**Fragmento del texto:**
- - - -

Va al contenido

Huellas N.7, Julio/Agosto 2014

IGLESIA / Corea del Sur

Espero al Papa para darle las gracias

Alessandra Stoppa

Es el primer italiano a ganar el “Nobel” surcoreano. Después de 22 años de misión a las puertas de Seul, el padre VINCENZO BORDO nos explica por qué se siente como santo Tomás. Y nos cuenta la vida de su extraño pueblo que vive el Evangelio y quiere escuchar a Francisco

No sabe si tendrá el honor de encontrarse con el Papa en su visita a Corea a mediados de agosto. Sabe que querría darle las gracias. Para el padre Vincenzo Bordo la presencia de Francisco es una llamada y un bálsamo sobre las heridas de veintidós años de misión a las puertas de Seúl.

- - - -

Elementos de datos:
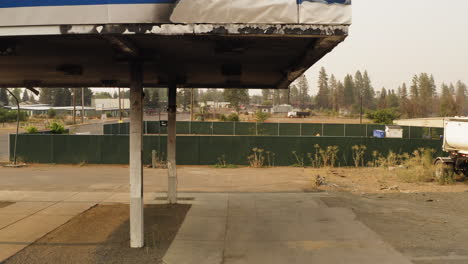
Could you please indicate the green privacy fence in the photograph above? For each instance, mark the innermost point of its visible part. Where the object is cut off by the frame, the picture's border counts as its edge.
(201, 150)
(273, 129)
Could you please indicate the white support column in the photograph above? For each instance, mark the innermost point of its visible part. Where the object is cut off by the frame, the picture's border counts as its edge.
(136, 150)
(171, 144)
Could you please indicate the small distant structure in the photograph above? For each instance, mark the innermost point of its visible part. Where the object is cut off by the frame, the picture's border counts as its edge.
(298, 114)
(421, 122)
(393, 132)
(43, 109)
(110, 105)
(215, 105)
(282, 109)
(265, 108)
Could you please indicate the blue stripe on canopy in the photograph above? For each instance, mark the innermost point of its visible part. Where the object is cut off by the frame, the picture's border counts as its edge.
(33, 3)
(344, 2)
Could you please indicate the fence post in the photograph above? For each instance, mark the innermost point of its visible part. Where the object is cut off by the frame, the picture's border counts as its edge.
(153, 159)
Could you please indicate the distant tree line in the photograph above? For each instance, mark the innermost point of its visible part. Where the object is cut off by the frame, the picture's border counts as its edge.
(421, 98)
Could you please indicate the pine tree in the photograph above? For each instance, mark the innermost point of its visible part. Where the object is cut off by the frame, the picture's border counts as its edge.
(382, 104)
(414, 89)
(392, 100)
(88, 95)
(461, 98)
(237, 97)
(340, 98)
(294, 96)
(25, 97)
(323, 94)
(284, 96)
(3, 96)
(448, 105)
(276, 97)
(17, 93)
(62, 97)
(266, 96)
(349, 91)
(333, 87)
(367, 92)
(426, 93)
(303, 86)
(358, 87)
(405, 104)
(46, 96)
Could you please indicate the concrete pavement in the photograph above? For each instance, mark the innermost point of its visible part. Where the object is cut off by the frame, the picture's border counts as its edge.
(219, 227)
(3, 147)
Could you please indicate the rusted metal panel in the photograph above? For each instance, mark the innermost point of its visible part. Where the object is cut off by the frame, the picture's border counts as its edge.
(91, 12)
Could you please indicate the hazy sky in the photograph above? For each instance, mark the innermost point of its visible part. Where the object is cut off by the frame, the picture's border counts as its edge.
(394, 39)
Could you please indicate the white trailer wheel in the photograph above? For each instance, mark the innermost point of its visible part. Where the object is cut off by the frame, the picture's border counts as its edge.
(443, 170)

- - - -

**Tareas:**
a) Reescribe el artículo entre "Alessandra Stoppa" y "puertas de Seúl.", ambos incluidos, y pon "Pontífice" en lugar de "Papa".
b) Por favor, indica cuántos años de misión lleva el padre Vincenzo Bordo a las puertas de Seúl, según el artículo.

**Respuestas:**
a)
Alessandra Stoppa

Es el primer italiano a ganar el “Nobel” surcoreano. Después de 22 años de misión a las puertas de Seul, el padre VINCENZO BORDO nos explica por qué se siente como santo Tomás. Y nos cuenta la vida de su extraño pueblo que vive el Evangelio y quiere escuchar a Francisco

No sabe si tendrá el honor de encontrarse con el Pontífice en su visita a Corea a mediados de agosto. Sabe que querría darle las gracias. Para el padre Vincenzo Bordo la presencia de Francisco es una llamada y un bálsamo sobre las heridas de veintidós años de misión a las puertas de Seúl.

b) Veintidós años.